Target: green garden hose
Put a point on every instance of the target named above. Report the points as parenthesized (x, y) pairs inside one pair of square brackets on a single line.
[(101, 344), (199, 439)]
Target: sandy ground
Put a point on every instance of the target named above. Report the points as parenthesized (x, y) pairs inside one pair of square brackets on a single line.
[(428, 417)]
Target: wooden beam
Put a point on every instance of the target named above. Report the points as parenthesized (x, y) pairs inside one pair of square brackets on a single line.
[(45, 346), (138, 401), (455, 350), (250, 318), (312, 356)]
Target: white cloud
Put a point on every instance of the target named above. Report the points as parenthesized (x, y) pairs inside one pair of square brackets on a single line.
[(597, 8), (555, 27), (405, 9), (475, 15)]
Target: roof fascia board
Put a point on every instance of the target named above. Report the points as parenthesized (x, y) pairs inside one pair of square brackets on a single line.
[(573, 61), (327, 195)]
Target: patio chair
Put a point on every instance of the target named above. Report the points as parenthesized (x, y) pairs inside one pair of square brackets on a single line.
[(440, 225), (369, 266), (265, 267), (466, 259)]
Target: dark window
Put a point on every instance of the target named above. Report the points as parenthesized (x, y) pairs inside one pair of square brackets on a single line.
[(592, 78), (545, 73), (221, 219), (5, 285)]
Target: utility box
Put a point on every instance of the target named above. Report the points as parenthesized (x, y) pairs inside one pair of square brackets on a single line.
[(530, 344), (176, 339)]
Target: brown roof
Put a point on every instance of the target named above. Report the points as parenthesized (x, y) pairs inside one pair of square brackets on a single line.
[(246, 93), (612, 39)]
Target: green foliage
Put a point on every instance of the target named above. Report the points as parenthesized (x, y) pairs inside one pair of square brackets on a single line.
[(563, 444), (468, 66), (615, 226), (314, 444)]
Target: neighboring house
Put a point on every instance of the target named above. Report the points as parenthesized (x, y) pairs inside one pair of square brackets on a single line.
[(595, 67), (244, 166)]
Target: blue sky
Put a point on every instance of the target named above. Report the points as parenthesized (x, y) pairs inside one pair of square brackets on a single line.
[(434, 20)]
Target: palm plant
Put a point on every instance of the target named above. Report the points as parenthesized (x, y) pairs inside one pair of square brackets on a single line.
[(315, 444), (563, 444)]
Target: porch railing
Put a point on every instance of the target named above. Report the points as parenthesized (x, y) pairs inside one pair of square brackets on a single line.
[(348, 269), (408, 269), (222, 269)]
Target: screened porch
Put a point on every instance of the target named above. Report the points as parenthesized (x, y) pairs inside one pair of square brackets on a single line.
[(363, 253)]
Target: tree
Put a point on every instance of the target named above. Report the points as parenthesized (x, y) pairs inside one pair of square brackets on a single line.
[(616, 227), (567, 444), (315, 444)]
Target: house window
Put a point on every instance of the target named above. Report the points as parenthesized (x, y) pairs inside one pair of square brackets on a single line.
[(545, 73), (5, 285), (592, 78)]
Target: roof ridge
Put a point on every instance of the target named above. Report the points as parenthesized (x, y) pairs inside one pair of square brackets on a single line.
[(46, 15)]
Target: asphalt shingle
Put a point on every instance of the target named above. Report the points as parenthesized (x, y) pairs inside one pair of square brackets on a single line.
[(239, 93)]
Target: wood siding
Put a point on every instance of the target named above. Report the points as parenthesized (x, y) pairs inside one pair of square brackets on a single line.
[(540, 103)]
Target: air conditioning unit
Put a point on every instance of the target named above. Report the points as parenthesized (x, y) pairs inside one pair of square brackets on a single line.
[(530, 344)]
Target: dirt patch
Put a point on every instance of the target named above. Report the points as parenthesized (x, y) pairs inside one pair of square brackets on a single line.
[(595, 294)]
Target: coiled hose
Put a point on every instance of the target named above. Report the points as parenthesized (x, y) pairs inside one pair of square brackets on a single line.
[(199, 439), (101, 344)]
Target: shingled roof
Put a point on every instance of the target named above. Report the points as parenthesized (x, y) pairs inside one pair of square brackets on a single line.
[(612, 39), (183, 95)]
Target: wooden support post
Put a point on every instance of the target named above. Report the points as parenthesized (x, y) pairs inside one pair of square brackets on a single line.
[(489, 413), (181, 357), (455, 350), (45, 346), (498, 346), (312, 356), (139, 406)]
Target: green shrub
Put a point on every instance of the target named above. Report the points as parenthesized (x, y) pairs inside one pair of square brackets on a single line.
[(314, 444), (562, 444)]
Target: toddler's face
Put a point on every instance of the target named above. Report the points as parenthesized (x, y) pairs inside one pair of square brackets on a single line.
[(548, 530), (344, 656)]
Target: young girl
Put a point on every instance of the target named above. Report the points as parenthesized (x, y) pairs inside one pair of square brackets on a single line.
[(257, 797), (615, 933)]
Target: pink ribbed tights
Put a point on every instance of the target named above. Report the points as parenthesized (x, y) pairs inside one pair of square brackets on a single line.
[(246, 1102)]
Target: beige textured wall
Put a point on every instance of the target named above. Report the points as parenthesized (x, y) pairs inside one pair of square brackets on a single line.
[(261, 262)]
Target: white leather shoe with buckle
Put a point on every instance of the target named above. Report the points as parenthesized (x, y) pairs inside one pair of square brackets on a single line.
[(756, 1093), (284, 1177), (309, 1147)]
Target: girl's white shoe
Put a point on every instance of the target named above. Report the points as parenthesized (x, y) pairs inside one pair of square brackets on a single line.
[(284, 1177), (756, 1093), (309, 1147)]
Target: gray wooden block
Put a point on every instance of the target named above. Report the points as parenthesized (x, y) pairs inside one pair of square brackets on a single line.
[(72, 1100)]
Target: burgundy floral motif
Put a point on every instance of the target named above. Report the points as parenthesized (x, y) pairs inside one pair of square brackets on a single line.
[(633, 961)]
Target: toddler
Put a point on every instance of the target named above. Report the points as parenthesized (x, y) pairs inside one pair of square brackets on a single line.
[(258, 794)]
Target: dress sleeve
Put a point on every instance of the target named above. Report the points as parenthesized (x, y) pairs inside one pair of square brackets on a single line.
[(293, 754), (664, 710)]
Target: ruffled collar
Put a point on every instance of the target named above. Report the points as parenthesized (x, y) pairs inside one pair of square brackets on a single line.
* * *
▶ Instruction
Copy out every one of the records above word for word, changing nothing.

▶ Result of this task
Target: green garden hose
Put a point on every instance of the target named above. Report the points as parenthesized (x, y) pairs inside one pair of square brackets on a single line.
[(101, 344), (199, 439)]
Target: sandy ground
Put a point on every instance of the target named above. Report the points as parenthesized (x, y) pairs inside one pair of square brackets on a single line.
[(428, 417)]
Target: wooden beam
Put a point on every instance of the target named above. Report the points as parenthesized (x, y) pairs inside one pair of square brackets on a single line.
[(45, 346), (138, 401), (455, 350), (250, 318), (312, 356)]
Target: white cloud
Put a point on every instance of the target named above. Report the points as parenthesized (x, y) pairs inside one pair of square brackets on a single line.
[(597, 8), (555, 27), (405, 9), (475, 15)]
Target: roof fascia board
Put a point on every instance of the target named above. Report the points as parenthesized (x, y) pairs inside one pair of square brackets on a single line.
[(573, 61), (327, 195)]
Target: patio chair
Put a point on every instance of the target named above. Report the points as parenthesized (x, y) pairs inside one pair of square brackets on a single line.
[(440, 225), (369, 266), (265, 267), (466, 259)]
Target: dark window
Put a point on every instance of the target named above. Report the points as parenthesized (x, y) pairs inside one pair of square brackets on a single line.
[(592, 78), (545, 73), (221, 219), (5, 285)]
Target: utility box
Put a point on every instance of the target named above. Report the points as parenthesized (x, y) pairs inside one pair of square brackets on a single line.
[(530, 344), (176, 339)]
Target: brown roof
Put a point on every instance of the target named above. Report the points as parenthesized (x, y) pairs inside one pair of square brackets on a single line.
[(246, 93), (612, 39)]
Target: green foliage
Put a point on every instance of the target named above. Report the points as parenthesized (x, y) pairs inside one pair of square brackets on a single line.
[(563, 444), (468, 66), (615, 226), (314, 444)]
Target: neighboring house
Put a point on every instance of the target named above. Report the points as parenthesized (x, y) pairs inside one pair of square brackets on a single line.
[(595, 67), (244, 166)]
Target: blue sky
Put a point on every instance of the target named above. Report the points as parenthesized (x, y) pairs inside one pair of square brackets on a single line.
[(434, 20)]
Target: palm plant
Put a point on every instance of the target named above. Report the points as parenthesized (x, y) pairs inside one pair of square brackets on a single line.
[(315, 444), (563, 444)]
Target: porch railing
Put a point on every instance of the target named above. Report the points as parenthesized (x, y) pairs inside one pair of square brackets on a single line.
[(348, 269), (408, 269), (222, 269)]
Target: screened porch
Put a point on every instance of the target named above. Report the points as parenthesized (x, y) pairs inside one pair of square brackets on a single line.
[(363, 253)]
Target: tree
Put a point on every instance of the target named above. Report the points as parenthesized (x, y) pairs inside one pair of square brackets on a single line.
[(616, 227), (567, 444), (315, 444)]
Target: house window
Put a point on every instance of the target named above. Report the points as parenthesized (x, y) pairs inside one pair of square brackets on a single line.
[(545, 73), (5, 285), (592, 78)]
Target: roof ridge
Put a point on every instance of the target named above. Report the points as parenthesized (x, y) pairs inside one pair of square brackets on a single line.
[(46, 15)]
Target: asphalt shingle
Put a point on every instance of the target named above. Report the points as parenthesized (x, y) pairs inside one pair of square brackets on a single line.
[(239, 93)]
Target: wood siding
Put a point on every instance of the target named above. Report the points as parenthesized (x, y) pairs inside one pair of square brackets on a single line.
[(540, 103)]
Target: air conditioning unit
Put a point on every instance of the target named above. Report the points as parenthesized (x, y) pairs inside one pair of square brackets on a single line.
[(530, 344)]
Target: dirt patch
Put a point on every instance of the target named above. Report the points as parenthesized (x, y) pairs inside one pair of square brackets on a single line.
[(595, 294)]
Target: coiled hose
Put a point on every instance of the target named above. Report the points as parenthesized (x, y) pairs inside one pair of square brackets on a single line.
[(199, 439), (101, 344)]
Target: shingled roof
Put a point on every instance of the target named above. Report the points as parenthesized (x, y) pairs inside one pair of square brackets on a single line.
[(612, 39), (183, 95)]
Target: wooden support post
Put a point on every instance of the target named above. Report the points as parenthesized (x, y) pairs inside one pair of square brackets on a single line.
[(489, 413), (181, 357), (455, 350), (45, 346), (498, 346), (312, 356), (139, 406)]
Target: green shrub
Put a point on every instance of the target named above. Report the points as parenthesized (x, y) pairs inside one pair of square brackets on a single line.
[(314, 444), (562, 444)]
Target: toddler's face
Put a point on every instance of the target named above. Report the points as parenthesized (x, y) pairs inside one pair of square brackets on a single line.
[(548, 530), (344, 656)]
Target: young girl
Put a point on every instance of the target named above. Report the points as parenthesized (x, y) pairs inside one pair of square brackets on a single line.
[(257, 797), (615, 933)]
Target: pink ribbed tights
Put a point on every instance of the target named above. Report the points as parenthesized (x, y) pairs inside one pair of square brackets on a single line.
[(246, 1102)]
Target: beige textured wall
Put a point on every instance of the target named above. Report the points as parenthesized (x, y) pairs inside one pair of square brackets on a single line.
[(261, 262)]
Target: white leather shoe with buckle
Put a point on every instance of the target named above. Report the points as parenthesized (x, y) pairs inside one pair of square brackets on a single line.
[(756, 1093), (284, 1177), (309, 1147)]
Target: girl's white shoe
Put a point on every instance of the target named above. Report the points as parenthesized (x, y) pairs inside one pair of square brackets on a single line.
[(284, 1177), (756, 1093), (309, 1147)]
Target: gray wooden block
Put a point on every instance of the target named above. Report the points as parenthesized (x, y) pairs inside one pair of square brackets on a single line.
[(72, 1100)]
Target: burgundy floral motif
Put a point on every instance of the target named above. Report the points as parenthesized (x, y) pairs inside one pair of square brackets on a single line.
[(633, 961)]
Target: toddler
Put a point on every instance of the target named above. Report the points as parenthesized (x, y) pairs inside one pair of square brackets on a single line.
[(258, 794)]
Target: dress sleeve
Put a point on every instance of the target named above. Report the points as parenthesized (x, y) pairs inside one pair of square brackets on a single line.
[(293, 754), (664, 710)]
Target: ruffled collar
Put a point on every instance of the target named above. Report the points as parenthesized (x, y) pairs inside one pair of square brackets on a single line.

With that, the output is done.